++++ SOURCE
# Scope for Ruger Super Blackhawk 44 mag



## BlueMan015 (Aug 28, 2009)

Does anyone have any experience with the Aimpoint Micro H-1 ? I am thinking about getting one to mount on my Ruger 44. This will be my first year hunting with it and mainly will use it to hog hunt but maybe a whitetail if the opportunity presents itself. What is a good sight/ scope for my gun. Ruger Super Blackhawk 44 mag w/ 7 in. barrel.


----------



## Swamprat (Aug 28, 2009)

I just have a Leupold straight 4 power on mine and it does just fine.

Not familiar with any aimpoint type of sights so can't comment on what you are thinking of purchasing.


----------



## SCPossum (Aug 29, 2009)

I would be concerned about the recticle of 4MOA.  At a distance it may cover up the vital zone of the target.  I am using a Bushnell 3200 mine.  This used to be the B&L 3200 and is one tough scope.  It seems to work well on revolvers with the 20" constant eye relief.

The reason I brought this issue up is you are shooting a revolver that has the potential to shoot 100 yd+.  If you intend to shoot closer targets it probably is a go choice and you should be able to acquire the target very fast.  Sorry I don't have any experience with that Aimpoint, but I have had other models on my Contenders before and had the problem with distance shooting.
++++++++
» **REQUIRED TASKS**
1. In the thread on a scope for the Ruger Super Blackhawk 44 mag, which scope does SCPossum use, and what was it called before?
2. Write the next part of the thread on a scope for the Ruger Super Blackhawk 44 mag, starting after SCPossum's reply.
++++ ENTRIES PROVIDED
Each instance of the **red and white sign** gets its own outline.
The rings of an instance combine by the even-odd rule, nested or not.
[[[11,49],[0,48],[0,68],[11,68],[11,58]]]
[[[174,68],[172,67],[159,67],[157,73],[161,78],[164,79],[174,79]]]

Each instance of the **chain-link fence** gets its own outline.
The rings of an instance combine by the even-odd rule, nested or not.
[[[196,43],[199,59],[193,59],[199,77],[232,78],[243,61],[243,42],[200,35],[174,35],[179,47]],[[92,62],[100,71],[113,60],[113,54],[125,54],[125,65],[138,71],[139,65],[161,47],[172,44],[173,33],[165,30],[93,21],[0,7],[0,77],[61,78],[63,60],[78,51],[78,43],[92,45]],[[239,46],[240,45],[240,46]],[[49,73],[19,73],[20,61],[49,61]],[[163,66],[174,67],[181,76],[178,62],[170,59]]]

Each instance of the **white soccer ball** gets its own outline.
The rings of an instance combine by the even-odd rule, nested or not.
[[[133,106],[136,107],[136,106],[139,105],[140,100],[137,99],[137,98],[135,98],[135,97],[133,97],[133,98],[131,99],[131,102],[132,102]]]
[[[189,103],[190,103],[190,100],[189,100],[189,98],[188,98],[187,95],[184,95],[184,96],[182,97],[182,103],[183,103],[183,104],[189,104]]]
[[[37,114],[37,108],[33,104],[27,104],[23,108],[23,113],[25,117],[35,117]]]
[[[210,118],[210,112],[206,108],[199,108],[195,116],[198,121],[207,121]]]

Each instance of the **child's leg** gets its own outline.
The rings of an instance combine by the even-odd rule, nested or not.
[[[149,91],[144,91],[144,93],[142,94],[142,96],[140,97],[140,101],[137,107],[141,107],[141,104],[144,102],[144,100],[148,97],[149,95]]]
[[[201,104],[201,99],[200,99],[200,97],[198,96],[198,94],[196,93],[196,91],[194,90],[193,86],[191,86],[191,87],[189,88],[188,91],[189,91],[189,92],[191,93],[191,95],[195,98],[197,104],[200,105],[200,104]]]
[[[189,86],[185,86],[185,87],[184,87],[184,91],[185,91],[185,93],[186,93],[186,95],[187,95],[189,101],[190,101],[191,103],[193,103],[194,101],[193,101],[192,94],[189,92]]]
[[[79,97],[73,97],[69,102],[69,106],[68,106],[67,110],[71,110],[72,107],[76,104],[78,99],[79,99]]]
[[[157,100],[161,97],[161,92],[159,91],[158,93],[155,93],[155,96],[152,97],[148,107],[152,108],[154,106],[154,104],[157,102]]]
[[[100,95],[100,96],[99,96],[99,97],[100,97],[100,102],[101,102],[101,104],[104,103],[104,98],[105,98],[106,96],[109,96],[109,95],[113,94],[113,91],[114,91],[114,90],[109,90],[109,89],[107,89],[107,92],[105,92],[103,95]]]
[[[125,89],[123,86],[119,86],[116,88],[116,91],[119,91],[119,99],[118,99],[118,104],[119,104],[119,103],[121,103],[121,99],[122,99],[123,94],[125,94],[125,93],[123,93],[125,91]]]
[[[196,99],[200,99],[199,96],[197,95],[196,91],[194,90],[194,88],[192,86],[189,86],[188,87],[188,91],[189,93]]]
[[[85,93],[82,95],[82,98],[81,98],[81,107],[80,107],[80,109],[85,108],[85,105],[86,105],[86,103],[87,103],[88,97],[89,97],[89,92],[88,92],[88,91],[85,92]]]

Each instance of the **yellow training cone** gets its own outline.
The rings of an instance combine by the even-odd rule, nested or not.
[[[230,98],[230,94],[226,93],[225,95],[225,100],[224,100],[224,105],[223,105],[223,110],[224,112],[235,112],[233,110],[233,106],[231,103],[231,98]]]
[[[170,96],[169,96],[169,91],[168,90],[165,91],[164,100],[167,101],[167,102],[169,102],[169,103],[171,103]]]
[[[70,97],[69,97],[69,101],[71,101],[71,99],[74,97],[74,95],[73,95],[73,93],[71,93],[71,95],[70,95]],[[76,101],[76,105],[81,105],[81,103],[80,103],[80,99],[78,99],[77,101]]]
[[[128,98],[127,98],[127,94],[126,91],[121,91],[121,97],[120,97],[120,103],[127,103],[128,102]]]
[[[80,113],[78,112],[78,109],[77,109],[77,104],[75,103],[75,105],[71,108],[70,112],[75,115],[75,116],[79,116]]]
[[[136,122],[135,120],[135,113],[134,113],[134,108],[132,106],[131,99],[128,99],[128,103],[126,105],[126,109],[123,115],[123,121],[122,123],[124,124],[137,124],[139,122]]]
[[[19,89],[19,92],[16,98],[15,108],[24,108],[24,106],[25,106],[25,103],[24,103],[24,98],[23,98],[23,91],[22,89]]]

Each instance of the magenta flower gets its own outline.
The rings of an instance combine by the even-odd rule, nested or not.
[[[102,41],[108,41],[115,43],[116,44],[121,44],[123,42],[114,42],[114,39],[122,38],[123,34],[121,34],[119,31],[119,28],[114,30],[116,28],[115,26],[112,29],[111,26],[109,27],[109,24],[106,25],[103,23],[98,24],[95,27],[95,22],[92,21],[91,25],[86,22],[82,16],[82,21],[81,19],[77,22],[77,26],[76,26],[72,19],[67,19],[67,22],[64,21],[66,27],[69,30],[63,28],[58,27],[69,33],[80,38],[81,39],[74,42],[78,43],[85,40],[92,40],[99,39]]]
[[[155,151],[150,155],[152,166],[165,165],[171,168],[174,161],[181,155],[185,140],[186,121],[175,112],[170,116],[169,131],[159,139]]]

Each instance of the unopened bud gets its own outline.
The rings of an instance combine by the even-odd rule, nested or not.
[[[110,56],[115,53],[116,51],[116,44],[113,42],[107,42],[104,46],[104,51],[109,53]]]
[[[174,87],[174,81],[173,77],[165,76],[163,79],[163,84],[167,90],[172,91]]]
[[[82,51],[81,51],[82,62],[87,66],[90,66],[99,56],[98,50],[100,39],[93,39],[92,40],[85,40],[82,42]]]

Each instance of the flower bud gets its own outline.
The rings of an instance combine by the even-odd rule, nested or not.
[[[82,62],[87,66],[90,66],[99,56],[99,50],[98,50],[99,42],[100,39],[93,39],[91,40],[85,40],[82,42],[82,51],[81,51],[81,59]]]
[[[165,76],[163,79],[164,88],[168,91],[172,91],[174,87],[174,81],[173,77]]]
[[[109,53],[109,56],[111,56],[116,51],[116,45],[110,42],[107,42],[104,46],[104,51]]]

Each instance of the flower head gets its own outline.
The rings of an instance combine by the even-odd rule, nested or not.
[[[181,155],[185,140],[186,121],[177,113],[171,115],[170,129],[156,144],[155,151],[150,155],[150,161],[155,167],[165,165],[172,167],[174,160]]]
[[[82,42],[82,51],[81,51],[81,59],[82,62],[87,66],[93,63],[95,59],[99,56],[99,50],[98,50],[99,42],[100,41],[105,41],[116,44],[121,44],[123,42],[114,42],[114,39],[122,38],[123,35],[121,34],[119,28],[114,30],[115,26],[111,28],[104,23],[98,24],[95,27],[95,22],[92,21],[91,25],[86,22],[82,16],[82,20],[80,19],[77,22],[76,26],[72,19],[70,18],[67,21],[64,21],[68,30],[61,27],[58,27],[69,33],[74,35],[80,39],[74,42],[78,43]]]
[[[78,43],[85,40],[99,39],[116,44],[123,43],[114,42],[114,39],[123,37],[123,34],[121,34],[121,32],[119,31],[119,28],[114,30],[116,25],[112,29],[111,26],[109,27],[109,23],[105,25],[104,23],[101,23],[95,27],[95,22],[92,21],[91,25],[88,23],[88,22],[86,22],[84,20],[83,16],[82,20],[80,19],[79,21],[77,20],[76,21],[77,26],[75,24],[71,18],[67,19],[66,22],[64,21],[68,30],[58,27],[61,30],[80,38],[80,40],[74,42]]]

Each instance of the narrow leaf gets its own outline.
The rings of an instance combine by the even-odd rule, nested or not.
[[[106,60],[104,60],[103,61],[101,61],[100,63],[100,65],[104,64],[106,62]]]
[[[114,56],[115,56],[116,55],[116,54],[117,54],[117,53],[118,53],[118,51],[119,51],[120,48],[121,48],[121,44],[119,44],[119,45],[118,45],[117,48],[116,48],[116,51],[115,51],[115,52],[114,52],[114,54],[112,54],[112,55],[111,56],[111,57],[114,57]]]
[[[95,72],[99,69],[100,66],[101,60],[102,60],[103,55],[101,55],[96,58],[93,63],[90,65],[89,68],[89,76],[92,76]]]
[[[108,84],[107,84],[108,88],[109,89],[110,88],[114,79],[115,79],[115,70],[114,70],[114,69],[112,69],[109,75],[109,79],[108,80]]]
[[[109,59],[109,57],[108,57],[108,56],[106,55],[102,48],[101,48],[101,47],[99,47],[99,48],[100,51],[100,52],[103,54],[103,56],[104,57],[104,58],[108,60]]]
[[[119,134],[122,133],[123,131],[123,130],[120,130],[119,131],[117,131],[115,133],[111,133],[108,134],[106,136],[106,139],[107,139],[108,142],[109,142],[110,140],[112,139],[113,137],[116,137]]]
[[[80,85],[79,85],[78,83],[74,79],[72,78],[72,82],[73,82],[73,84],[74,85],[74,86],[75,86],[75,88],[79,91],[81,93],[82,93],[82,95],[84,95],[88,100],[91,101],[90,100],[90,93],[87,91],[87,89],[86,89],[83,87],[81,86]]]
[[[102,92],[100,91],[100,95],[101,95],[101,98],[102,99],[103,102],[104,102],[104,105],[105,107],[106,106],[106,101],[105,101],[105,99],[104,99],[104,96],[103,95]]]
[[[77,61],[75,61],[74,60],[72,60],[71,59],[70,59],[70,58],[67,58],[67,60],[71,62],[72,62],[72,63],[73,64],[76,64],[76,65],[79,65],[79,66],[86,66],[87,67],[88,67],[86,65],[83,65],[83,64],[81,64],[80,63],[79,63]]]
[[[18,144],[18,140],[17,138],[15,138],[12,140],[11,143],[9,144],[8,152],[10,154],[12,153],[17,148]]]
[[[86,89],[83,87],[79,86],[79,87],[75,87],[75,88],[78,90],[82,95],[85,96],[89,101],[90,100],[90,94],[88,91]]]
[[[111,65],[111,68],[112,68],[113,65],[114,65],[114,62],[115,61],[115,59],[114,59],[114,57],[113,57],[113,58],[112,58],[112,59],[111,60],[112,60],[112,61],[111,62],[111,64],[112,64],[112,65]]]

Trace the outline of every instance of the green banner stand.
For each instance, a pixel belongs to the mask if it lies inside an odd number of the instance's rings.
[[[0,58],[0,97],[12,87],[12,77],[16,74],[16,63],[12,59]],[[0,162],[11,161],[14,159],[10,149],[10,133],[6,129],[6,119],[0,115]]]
++++++++
» **RESULTS IN ORDER**
1. A Bushnell 3200, which used to be the B&L 3200.

2.
----------



## Inthegarge (Aug 29, 2009)

I used a Burris 4X w/posi-loc and loved it. I also had the mount from Ruger.  Good Luck  RW


----------



## the r.o.c. (Sep 1, 2009)

ive got a taurus m-44 8 3/8s barrel.  i have a bushnel trophy aim point type scope.  it has 4 different reticals, a small dot, large dot, cross hairs, a circle with a dot.  you can switch from one to the other with a dial, and change from red to green, depending on the light.  ive been shooting a 100 yards, putting 6 of 6 in a 6" target.  this scope does not magnify and takes a little getting used to. but if a deer or hog comes into range i feel very confident using it.


----------



## Bonaire-Dave (Sep 2, 2009)

You might want to look at the 2X28 Weaver Silver. I have one mounted on a Super Blackhawk Hunter. Being color blind I found out that the red dots wouldn't work for me.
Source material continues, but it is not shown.